Document excerpt

-=-=-=-=-

Saturday, March 6, 2021

Dwarven Architectural Criticism, or Yozzat Makes Fun of Mega Bloks

(Wherein a friend shared pics of his 5-year-old's progress building a castle with Mega Bloks, and my dwarf PC gets all judgey- a quick freewriting exercise) 


Magnus Keep and the Surrounding Lands

Notes by Yozzat Leadjaw, Engineer

Uncle Thurnael,

I have traveled to the site of Magnus Keep, a fortification along the Oshawa Wildlands, to collect a bounty for an old blood feud. As I had a few days waiting for my contact, I made a survey of the fort to bide my time. I have attached sketches and illustrations of the fort’s architecture and probable construction sequence for future reference.

The Keep is a keep-and-bailey fortification, typical of small to medium sized hardpoints on the boundaries of territories in these parts. Situated on a defensible defile, the Keep overlooks a wide valley into the inhospitable cold lands to the north, and a large lake to the south.

The stonework is passable, if not a bit primitive (no dwarven craftsmanship, to be sure). The fort shows evidence of typical progressive construction, with stone transported from multiple quarries. As such, the quality and fitment of the stonework is variable.

The keep itself is narrow and rectangular. Based on the position and craftmanship, it is obvious that this was the original structure. A tower abutting the keep shows some signs of settlement and poor foundation engineering, another clear indication of non-dwarven construction techniques and haphazard building. The attached gatehouse and barbican are overbuilt, as if to compensate for this shoddy work (sketch below).

A curtain wall of the bailey was likely the next phase of construction (conceptual sketch below). The wall juts awkwardly to the west and southeast, roughly following the contour of the precipice where the fortress is situated. Here, evidence of multiple quarries is most clear, and the battlements reflect at least two styles of fortification design, more indication of multiple phases of construction by different supervisors and engineers. Obviously, no edict of style or consistency was laid down by whatever noble bankrolled this place. Again, a sign of the temperament and short lifespan of its human builders. Three (3!) gates pierce this wall, allowing ample opportunity for breaches. Whatever tactical advantage of the place affords is negated by this very questionable design decision.

-=-=-=-=-

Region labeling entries
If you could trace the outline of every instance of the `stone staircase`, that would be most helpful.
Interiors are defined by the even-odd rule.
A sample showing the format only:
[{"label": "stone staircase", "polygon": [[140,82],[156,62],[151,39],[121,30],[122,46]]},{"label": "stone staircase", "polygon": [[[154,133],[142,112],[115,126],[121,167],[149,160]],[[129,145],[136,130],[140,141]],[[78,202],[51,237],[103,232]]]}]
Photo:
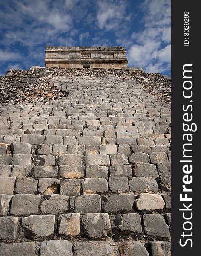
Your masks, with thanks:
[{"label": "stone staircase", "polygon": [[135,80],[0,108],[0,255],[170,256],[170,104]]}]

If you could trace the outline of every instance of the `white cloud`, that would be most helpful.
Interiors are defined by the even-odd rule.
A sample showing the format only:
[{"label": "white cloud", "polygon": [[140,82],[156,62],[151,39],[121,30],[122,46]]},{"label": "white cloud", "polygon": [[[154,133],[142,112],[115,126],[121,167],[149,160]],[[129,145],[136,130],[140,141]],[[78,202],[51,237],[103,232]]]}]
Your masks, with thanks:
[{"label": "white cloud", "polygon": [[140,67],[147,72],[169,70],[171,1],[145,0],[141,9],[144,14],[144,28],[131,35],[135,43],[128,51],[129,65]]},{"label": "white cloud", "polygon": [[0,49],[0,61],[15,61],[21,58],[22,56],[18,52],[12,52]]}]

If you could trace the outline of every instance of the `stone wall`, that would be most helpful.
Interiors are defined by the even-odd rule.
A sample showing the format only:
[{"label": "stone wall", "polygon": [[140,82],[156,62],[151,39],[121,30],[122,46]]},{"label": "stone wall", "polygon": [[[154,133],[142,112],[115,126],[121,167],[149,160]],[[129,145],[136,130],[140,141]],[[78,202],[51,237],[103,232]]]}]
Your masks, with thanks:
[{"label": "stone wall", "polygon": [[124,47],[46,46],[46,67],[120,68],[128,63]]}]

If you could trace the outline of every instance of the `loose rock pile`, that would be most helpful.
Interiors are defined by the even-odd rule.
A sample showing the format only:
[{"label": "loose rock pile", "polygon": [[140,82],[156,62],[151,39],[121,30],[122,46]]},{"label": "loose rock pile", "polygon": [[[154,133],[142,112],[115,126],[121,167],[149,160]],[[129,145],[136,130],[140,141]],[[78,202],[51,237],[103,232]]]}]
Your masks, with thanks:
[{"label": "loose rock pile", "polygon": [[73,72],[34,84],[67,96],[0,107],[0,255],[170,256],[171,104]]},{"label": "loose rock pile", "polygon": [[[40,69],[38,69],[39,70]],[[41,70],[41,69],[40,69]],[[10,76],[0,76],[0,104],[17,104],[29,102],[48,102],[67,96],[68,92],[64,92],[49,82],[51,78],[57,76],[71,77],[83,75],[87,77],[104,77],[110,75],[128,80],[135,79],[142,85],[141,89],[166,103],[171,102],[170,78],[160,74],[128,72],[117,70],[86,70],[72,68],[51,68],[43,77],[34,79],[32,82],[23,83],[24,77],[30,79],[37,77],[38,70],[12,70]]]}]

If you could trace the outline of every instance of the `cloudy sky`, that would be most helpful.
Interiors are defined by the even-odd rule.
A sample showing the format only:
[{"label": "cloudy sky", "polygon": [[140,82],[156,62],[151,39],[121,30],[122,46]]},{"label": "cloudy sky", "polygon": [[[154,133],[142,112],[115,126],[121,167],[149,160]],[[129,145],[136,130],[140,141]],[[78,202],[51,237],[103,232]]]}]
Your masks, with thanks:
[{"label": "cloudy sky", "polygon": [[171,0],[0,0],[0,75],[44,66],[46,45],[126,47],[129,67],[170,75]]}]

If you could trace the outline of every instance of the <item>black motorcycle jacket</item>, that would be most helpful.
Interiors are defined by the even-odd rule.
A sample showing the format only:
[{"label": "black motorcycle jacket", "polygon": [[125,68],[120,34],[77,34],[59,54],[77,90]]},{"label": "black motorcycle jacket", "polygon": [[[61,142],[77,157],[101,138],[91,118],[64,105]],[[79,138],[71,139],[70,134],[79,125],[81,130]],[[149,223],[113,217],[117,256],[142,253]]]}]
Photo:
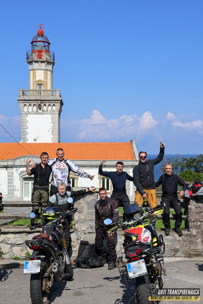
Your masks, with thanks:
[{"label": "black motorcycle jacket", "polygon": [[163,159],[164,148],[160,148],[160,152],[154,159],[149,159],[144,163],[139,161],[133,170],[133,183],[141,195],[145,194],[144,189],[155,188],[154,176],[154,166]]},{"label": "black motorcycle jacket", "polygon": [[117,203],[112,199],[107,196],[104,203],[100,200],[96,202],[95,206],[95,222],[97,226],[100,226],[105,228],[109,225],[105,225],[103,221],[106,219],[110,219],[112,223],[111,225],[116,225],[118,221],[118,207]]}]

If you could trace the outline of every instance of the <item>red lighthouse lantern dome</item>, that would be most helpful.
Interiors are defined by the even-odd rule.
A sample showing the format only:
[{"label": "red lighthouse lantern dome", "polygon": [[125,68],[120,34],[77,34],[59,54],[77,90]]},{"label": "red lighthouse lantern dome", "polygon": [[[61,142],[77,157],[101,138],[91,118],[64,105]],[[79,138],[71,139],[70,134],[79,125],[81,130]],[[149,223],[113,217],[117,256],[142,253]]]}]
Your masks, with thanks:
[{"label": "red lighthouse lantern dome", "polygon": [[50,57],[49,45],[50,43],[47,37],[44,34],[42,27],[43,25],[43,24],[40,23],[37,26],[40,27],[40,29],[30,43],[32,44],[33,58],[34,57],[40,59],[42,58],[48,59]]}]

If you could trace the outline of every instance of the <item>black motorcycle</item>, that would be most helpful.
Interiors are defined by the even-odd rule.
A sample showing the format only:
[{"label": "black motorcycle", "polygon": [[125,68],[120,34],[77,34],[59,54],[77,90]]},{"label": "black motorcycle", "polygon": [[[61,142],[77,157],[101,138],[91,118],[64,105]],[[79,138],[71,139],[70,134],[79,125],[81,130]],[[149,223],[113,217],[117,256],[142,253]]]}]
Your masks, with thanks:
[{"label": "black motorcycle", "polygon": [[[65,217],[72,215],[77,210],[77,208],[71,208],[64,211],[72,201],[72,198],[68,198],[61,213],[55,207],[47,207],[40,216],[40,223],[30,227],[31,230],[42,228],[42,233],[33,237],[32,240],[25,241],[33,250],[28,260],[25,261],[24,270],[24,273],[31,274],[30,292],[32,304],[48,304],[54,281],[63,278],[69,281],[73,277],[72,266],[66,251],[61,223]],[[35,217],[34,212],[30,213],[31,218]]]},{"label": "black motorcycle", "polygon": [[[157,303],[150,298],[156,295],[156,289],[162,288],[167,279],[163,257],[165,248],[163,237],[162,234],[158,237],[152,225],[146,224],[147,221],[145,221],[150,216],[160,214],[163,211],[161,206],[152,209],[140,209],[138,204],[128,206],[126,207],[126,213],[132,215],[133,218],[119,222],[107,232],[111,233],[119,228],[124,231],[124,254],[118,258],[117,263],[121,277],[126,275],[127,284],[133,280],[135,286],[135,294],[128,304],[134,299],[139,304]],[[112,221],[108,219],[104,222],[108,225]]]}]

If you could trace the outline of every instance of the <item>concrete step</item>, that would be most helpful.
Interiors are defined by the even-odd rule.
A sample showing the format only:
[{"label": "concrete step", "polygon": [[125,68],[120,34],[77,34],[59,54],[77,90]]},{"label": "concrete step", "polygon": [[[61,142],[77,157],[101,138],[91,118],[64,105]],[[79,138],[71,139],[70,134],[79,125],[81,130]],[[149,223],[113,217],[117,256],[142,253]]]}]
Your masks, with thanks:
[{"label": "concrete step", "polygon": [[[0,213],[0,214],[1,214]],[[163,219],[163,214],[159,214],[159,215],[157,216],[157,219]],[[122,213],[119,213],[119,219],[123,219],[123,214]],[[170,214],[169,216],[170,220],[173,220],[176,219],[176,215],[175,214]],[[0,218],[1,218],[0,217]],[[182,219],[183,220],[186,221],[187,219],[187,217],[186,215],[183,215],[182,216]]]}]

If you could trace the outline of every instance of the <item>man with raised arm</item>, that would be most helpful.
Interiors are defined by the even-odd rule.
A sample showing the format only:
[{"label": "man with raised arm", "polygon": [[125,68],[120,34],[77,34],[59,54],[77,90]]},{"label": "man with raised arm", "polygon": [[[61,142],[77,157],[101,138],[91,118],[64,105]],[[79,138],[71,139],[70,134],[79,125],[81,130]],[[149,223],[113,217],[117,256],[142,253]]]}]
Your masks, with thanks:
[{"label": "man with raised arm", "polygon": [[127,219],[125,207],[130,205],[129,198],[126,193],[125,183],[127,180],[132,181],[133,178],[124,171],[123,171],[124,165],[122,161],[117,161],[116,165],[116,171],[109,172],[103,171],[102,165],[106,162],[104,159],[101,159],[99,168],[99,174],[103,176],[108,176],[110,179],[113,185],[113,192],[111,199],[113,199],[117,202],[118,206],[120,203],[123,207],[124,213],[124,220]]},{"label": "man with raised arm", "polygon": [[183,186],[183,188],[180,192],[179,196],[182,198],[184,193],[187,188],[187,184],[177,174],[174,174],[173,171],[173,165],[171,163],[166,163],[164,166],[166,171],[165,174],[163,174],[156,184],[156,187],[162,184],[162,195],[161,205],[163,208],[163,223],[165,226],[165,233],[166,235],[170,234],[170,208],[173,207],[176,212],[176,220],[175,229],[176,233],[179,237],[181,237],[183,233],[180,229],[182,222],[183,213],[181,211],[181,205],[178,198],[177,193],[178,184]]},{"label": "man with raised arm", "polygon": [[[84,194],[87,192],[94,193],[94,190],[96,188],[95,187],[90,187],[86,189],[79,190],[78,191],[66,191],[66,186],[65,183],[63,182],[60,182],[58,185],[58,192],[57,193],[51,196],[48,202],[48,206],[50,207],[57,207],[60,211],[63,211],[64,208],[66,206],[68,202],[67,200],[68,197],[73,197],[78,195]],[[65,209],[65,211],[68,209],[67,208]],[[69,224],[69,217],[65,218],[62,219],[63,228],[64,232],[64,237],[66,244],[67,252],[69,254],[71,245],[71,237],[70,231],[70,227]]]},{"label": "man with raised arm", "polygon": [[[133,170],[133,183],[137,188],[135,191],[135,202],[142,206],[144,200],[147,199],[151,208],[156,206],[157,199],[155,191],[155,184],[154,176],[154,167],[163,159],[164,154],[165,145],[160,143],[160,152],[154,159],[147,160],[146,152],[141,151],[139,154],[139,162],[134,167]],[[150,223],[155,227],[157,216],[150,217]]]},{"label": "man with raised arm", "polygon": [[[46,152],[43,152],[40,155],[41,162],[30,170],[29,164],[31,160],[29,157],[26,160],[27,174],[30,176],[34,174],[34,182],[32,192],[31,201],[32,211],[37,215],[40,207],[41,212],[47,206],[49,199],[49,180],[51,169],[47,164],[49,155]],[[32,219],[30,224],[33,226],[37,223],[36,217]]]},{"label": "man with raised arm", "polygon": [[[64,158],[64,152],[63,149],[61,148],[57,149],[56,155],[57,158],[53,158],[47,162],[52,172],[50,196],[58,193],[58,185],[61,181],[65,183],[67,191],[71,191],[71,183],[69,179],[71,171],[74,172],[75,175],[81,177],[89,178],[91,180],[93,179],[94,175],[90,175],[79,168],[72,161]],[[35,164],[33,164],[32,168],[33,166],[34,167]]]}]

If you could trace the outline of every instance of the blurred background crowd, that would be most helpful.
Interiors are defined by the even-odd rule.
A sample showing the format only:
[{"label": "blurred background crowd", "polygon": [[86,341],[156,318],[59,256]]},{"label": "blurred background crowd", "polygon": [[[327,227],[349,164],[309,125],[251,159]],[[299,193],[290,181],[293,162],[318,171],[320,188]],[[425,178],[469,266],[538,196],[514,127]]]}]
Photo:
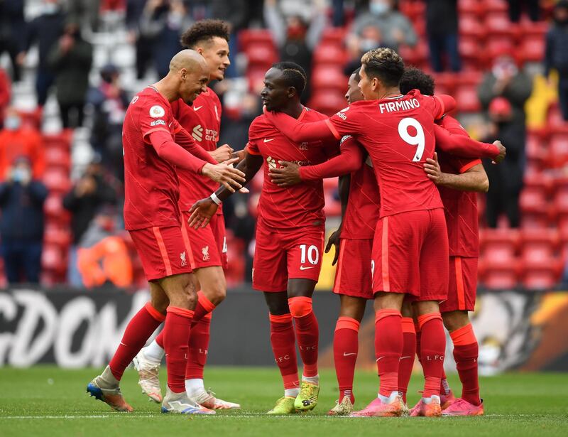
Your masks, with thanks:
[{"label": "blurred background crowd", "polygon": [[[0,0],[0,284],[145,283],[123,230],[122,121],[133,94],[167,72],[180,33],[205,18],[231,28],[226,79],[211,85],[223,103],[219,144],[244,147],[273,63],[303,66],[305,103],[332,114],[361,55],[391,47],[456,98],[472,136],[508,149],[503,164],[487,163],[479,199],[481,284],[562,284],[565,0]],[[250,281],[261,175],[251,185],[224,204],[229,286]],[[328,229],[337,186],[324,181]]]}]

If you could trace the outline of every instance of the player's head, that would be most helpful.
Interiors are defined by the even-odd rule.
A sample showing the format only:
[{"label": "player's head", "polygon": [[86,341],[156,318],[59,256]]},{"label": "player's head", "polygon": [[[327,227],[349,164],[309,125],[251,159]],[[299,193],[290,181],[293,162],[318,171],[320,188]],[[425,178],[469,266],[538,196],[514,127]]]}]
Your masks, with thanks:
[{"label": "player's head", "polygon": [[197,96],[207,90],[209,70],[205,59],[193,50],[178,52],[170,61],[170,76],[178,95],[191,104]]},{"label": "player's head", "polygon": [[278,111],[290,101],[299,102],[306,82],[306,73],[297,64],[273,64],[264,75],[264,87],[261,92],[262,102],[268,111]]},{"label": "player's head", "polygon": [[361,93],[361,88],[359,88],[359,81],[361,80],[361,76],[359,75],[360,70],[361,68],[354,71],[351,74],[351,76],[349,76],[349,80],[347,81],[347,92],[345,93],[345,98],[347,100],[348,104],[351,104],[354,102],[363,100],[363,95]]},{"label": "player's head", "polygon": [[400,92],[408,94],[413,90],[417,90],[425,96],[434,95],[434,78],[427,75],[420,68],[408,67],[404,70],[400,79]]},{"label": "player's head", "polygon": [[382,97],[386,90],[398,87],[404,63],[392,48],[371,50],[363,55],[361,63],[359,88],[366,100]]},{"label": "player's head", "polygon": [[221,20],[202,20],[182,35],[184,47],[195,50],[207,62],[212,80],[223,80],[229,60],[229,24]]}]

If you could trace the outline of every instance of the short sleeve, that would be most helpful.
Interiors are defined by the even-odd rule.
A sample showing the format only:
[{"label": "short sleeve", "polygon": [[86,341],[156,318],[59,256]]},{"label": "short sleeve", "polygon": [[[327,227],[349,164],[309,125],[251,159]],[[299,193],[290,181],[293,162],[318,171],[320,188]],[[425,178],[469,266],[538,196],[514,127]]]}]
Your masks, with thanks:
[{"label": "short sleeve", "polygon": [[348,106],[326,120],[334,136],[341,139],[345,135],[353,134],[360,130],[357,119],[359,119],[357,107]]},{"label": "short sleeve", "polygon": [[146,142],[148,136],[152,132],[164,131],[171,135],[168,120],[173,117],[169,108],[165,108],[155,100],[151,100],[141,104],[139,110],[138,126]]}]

-=-=-=-=-

Instruction 1
List each part of the fort's structure that the Magnus Keep notes describe.
Instruction 2
Proceed with the Magnus Keep notes, picking up after their final sentence.

Task output 1
- The keep
- The tower abutting the keep
- The gatehouse
- The barbican
- The curtain wall of the bailey
- The battlements
- The three gates in the curtain wall

Task output 2
The final bailey and curtain wall construction show continued use of multiple quarries, as evidenced by the varied type and size of blocks. Obviously, no dwarven specifications-writer was employed in any of this work. A thin defensive tower overlooks the ‘wall of gates.’ Again, overcompensation. The southwest corner of the baily is already showing signs of questionable construction and possible settlement (see sketch). Give me twelve honest sappers, and we’d have that wall down in a jiffy. Likewise, the southern and eastern walls are somewhat lower than their western and northern kin, possibly budgetary or materials shortfalls. I also noted that the eastern wall doesn't appear to be properly pinned to the barbican. Another quality oversight by these rustics. More recent reconstruction and reinforcement of the keep has attempted to correct some of its original faults.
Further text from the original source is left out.